§ Problem to work on
Answer these from the B2SHARE comparison:
(a) Which InvenioRDM version is B2SHARE v3 based on?
(b) What does the table give as the v2 access control fields?
(c) Which modular sections does the "Main difference" sentence say v3 adds?

§ Selected passage

"""

Skip to content

B2SHARE v2 vs v3 JSON Structural Differences#


Overview#

This document provides a technical comparison of the B2SHARE v2 and B2SHARE v3 JSON record structures. B2SHARE v3 is based on InvenioRDM v13, but introduces several custom extensions and data model adjustments, particularly in metadata, community handling, and PID organization.

All examples below use fictional data for demonstration purposes only.


Structural Overview#

Aspect B2SHARE v2 B2SHARE v3
Base system Invenio 2.x Customized InvenioRDM v13
Record ID UUID (b1a2c3d4e5f6...) Short alphanumeric ID (abcd1-efg23)
Record model Flat JSON (metadata and files at top level) Hierarchical JSON (with parent, pids, access, etc.)
Schema handling $schema URI per community community_extension_schema field with associated community_extension
File metadata Simple list of files with metadata Nested object with per-file metadata, access, and PIDs
PID management Embedded DOI/ePIC in metadata Centralized pids section with structured providers
Access control open_access and embargo_date Object-based model (access.record, embargo)
Communities Community UUID under metadata.community Full parent.communities.entries structure with slug and policies
Licensing Simple key-value structure SPDX-aligned rights[] array

Key Section Differences#

Top-level structure#

v2 example

{
  "id": "b1a2c3d4e5f6",
  "_pid": "10.23728/b2share.b1a2c3d4e5f6",
  "metadata": {...},
  "files": [...]
}

v3 example

{
  "id": "abcd1-efg23",
  "parent": {...},
  "pids": {...},
  "metadata": {...},
  "access": {...},
  "files": {...}
}

Main difference: B2SHARE v3 adds modular sections for pids, parent, access, versions, and stats, following InvenioRDM’s structured model.

"""

§ Excerpted records
"""

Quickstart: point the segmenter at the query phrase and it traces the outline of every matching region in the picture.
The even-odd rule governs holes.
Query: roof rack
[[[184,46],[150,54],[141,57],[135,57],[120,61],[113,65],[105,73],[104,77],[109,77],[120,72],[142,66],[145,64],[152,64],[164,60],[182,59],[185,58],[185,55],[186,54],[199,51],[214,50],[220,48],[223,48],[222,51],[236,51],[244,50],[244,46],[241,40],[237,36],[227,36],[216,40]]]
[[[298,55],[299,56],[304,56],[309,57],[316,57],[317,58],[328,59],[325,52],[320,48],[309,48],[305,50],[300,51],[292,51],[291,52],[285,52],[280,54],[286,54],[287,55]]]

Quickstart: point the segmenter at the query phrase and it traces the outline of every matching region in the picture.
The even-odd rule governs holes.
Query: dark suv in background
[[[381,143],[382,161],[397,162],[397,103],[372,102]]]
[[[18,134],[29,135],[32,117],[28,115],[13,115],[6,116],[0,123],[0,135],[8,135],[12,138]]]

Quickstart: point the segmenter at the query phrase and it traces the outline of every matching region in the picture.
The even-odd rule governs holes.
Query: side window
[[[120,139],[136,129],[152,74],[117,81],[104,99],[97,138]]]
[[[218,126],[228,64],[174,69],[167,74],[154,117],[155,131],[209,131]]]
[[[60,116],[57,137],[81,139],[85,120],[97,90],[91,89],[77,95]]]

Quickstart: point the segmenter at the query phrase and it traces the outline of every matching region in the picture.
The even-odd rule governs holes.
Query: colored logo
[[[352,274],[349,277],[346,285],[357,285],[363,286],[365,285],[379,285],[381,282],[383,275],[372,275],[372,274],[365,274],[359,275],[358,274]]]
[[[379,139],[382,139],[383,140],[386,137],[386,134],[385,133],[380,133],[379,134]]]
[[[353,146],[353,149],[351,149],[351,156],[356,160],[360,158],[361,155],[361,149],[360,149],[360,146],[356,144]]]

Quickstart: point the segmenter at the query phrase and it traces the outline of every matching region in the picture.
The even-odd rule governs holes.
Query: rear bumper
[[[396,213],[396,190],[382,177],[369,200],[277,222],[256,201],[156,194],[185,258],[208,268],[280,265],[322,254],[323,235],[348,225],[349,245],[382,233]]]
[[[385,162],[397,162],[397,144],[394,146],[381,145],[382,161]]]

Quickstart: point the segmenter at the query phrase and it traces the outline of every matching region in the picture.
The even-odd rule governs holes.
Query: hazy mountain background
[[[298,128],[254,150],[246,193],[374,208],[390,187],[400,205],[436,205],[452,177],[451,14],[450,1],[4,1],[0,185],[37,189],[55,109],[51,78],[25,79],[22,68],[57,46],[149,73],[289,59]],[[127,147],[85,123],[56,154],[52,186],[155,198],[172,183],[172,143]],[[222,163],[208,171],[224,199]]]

"""

§ Output for this exercise
(a) InvenioRDM v13
(b) open_access and embargo_date
(c) pids, parent, access, versions, and stats